══ ПРЕДОСТАВЛЕННЫЙ ТЕКСТ ══
Анна Чеченкова (Постникова), водитель трамвая
Перелистывая свой пожелтевший блокнот, я увидела эту запись и, что называется, застряла на ней, вспомнила мою случайную попутчицу в подмосковной электричке. Маленькая, крепенькая и улыбчивая, как ребенок. На тот момент у меня не оказалось с собой магнитофона, поэтому я достала потихоньку блокнот, на который она, кстати, и не собиралась обращать внимания. Ей главнее всего было говорить, вот так – глаза в глаза. Видимо, я тронула струну, которая давно молчала, но от этого не переставала быть строго натянутой. Ей важен был слушатель, попутчик, с которым ее объединяло место и время, вагонный перестук и картинка за окном – перелески и рельсы, которые то бегут, то сливаются, то пересекаются. Как люди…
Сохраняю почти телеграфный стиль блокнотной записи этого монолога.
═══
══ ПРИВЕДЁННЫЙ ПЕРЕЧЕНЬ ══
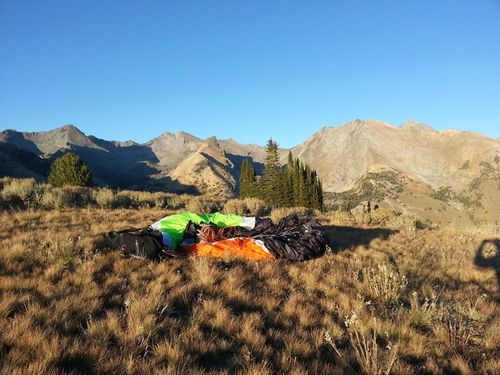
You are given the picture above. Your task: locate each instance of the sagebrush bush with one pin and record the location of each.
(70, 170)
(21, 191)
(179, 201)
(342, 218)
(370, 357)
(202, 205)
(143, 199)
(383, 283)
(247, 206)
(107, 198)
(279, 213)
(66, 197)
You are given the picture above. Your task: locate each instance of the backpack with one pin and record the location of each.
(144, 243)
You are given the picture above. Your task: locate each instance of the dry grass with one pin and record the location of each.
(420, 303)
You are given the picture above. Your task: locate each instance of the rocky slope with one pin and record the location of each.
(346, 157)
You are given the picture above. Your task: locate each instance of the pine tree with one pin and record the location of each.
(243, 179)
(289, 198)
(70, 170)
(271, 188)
(248, 187)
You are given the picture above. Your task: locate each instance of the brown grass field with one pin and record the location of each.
(382, 301)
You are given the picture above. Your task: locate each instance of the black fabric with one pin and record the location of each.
(144, 243)
(292, 238)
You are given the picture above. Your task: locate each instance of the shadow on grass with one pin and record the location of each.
(344, 238)
(482, 260)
═══
## ЧТО НУЖНО СДЕЛАТЬ
• a. Определите, согласуются ли с текстом о случайной попутчице следующие утверждения: (i) автор встретила попутчицу в подмосковной электричке; (ii) во время разговора у автора был с собой магнитофон; (iii) монолог сохранён в почти телеграфном стиле блокнотной записи. Для каждого ответьте «да» или «нет» и приведите решающие слова текста дословной цитатой.
• b. Выведите без изменений строки перечня, начиная со строки, содержащей «of the backpack», и заканчивая последней строкой перечня, обе включительно.
Текст и перечень между собой никак не связаны.

## ИТОГОВЫЕ РЕЗУЛЬТАТЫ
• a.
(i) Да: «вспомнила мою случайную попутчицу в подмосковной электричке».
(ii) Нет: «На тот момент у меня не оказалось с собой магнитофона».
(iii) Да: «Сохраняю почти телеграфный стиль блокнотной записи этого монолога».

• b.
You are given the picture above. Your task: locate each instance of the backpack with one pin and record the location of each.
(144, 243)
You are given the picture above. Your task: locate each instance of the dry grass with one pin and record the location of each.
(420, 303)
You are given the picture above. Your task: locate each instance of the rocky slope with one pin and record the location of each.
(346, 157)
You are given the picture above. Your task: locate each instance of the pine tree with one pin and record the location of each.
(243, 179)
(289, 198)
(70, 170)
(271, 188)
(248, 187)
You are given the picture above. Your task: locate each instance of the brown grass field with one pin and record the location of each.
(382, 301)
You are given the picture above. Your task: locate each instance of the black fabric with one pin and record the location of each.
(144, 243)
(292, 238)
You are given the picture above. Your task: locate each instance of the shadow on grass with one pin and record the location of each.
(344, 238)
(482, 260)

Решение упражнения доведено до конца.